***** Passage *****

Rosa García García (Madrid, January 17, 1965), is a Spanish executive. She was CEO of Siemens Spain, president of German Chamber of Commerce in Spain, independent advisor for Acerinox. and Bankinter. Married with three children, she has spent most of her professional life in the United States.

== Professional career ==
After graduating with a degree in Mathematical Sciences from the Universidad Autónoma de Madrid, she developed her career in the Information Technology industry. She began as a technical support engineer at HSC in 1986, joining the NEC Group soon after as Director of Technical Support. Three years after, she was named Regional Director for WordPerfect in Spain.

In 1991, she joined Microsoft Ibérica as Director of Technical Support, subsequently moving to the company's headquarters in Richmond (EE.UU.)in 1996 to work as Director of Corporate Strategic Projects alongside CEO and President Steve Ballmer.

In 2000, she was appointed Corporate Managing Director of Sales and Marketing for Microsoft and, in May 2002, she returned to Spain to take up the highest post at Microsoft Ibérica as president of the company. In 2008 she was named vice president of Microsoft Western Europe.
On 1 October 2011 she joined Siemens, replacing Francisco Belil as president and CEO in Spain.

She has been an advisor to Acerinox since 30 September 2013, and she also sat on the Banesto Board of Directors until it merged with Banco Santander in April 2013. In February 2015, she was elected independent director of Bankinter.

*****

◆ Activity 1
Condense the paragraph of the biography that begins "After graduating with a degree" into a bulleted list, keeping its main facts.
◆ Activity 2
Carry on the biography of Rosa García García from the point where it stops.
The records have nothing to do with the biography.

***** Input data *****

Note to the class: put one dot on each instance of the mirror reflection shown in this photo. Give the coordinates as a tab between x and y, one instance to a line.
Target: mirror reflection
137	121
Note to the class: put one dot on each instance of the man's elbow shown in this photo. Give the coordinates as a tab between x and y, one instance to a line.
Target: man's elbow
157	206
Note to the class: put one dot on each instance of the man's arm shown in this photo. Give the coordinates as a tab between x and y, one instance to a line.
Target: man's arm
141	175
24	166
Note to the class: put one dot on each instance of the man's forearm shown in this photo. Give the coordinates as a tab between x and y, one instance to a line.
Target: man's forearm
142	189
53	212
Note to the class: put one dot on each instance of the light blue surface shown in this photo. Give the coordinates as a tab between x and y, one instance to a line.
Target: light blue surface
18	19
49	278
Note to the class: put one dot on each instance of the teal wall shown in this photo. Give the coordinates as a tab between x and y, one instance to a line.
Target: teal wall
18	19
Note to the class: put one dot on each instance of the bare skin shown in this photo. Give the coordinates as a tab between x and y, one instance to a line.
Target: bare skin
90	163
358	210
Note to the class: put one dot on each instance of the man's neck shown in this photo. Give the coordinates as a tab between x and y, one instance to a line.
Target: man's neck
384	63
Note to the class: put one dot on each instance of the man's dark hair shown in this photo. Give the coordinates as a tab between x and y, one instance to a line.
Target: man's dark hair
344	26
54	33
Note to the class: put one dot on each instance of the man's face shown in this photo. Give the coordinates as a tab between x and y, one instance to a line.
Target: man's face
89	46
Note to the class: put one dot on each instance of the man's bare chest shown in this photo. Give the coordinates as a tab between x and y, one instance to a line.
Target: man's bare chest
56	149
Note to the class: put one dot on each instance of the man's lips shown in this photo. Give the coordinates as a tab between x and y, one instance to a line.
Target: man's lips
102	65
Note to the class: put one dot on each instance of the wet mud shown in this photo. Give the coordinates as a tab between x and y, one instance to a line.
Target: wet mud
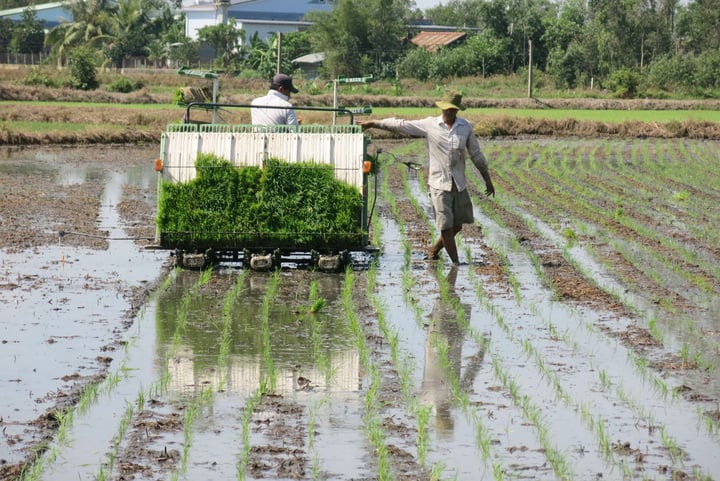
538	358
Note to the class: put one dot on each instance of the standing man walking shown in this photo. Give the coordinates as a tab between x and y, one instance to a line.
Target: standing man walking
449	139
278	99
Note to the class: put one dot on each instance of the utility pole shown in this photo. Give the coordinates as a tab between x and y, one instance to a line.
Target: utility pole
529	69
277	67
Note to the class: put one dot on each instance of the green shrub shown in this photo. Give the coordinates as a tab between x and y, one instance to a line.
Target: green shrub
39	77
82	69
124	84
624	82
299	205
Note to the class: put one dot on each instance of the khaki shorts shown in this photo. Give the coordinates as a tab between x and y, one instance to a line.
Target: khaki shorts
452	208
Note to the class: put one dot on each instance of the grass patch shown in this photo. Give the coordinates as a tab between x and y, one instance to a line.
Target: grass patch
298	205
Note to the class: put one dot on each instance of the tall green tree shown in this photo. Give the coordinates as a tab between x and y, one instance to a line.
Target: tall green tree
227	40
698	26
131	30
90	26
360	36
28	35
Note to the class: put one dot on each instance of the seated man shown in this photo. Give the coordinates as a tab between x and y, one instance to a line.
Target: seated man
278	99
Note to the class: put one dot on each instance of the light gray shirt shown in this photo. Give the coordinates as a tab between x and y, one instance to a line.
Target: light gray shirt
275	116
447	148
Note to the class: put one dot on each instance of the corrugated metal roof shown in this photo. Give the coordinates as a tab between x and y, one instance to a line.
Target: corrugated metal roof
431	41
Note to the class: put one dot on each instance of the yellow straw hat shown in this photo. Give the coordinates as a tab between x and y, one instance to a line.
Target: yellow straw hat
452	100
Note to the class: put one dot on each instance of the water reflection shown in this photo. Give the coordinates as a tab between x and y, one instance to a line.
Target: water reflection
305	351
443	356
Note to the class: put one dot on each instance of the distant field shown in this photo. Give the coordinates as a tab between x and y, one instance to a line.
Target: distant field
595	115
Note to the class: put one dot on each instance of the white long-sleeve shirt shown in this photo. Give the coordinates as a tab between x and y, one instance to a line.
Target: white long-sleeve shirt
274	116
447	148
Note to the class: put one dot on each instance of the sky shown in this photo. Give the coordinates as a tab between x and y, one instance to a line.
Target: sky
425	4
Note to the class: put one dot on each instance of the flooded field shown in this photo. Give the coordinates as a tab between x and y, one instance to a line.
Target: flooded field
579	339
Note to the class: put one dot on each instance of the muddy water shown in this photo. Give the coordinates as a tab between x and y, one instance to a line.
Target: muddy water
514	382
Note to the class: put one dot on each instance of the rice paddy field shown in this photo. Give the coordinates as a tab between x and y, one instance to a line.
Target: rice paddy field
579	338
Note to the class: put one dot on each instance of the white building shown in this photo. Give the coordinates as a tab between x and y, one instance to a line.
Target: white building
265	17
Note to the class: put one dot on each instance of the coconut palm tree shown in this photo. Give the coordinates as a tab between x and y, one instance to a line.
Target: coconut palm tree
89	24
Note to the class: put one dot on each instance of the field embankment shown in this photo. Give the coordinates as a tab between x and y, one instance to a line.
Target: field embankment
31	115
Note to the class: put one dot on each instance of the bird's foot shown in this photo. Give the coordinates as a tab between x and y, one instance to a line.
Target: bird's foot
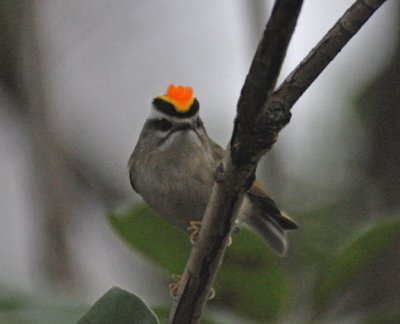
194	230
174	285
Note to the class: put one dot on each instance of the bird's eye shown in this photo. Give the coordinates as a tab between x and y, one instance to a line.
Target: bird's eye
164	125
199	123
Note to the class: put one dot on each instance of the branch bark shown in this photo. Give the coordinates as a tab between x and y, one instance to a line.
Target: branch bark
262	113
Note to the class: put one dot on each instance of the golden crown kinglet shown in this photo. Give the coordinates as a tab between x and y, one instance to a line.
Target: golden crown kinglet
173	165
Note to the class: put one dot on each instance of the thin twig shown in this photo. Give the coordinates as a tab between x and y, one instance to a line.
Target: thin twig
261	115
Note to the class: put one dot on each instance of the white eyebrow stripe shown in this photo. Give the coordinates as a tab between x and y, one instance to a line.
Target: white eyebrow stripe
156	114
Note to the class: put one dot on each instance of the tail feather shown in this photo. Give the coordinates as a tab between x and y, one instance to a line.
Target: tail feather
271	232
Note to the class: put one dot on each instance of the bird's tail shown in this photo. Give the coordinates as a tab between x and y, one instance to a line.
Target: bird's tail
272	229
271	232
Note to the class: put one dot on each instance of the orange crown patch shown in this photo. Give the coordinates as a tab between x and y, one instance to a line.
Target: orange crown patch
179	96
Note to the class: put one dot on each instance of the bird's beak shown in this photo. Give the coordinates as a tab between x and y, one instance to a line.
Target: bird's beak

*****

◆ Result 1
- Earned a degree in Mathematical Sciences from the Universidad Autónoma de Madrid
- Built a career in the Information Technology industry
- 1986: started as a technical support engineer at HSC
- Soon after: joined the NEC Group as Director of Technical Support
- Three years later: named Regional Director for WordPerfect in Spain

◆ Result 2
She is a regular contributor on leadership and innovation topics for different communication media.

== Awards and recognition ==
García is an advisor to the Spanish Society for the Advancement of Management (APD) and member of the Spanish Senior Management Forum. Among other accolades, she has received the “Best Female Executive Award” from the Spanish Federation of Female Directors Executives, Professionals and Entrepreneurs(FEDEPE), “Executive of the Year” from the Asociación Española de Directivos (AED) and “Female Executive of the Year” from the Spanish Association of Women Entrepreneurs(ASEME).

She was also honored as Executive of the Year by magazines specializing in the Information Technology sector, Computerworld and Computing, and has been awarded the “Alares National Award for Work, Life and Family Balance” ” in the Executive category.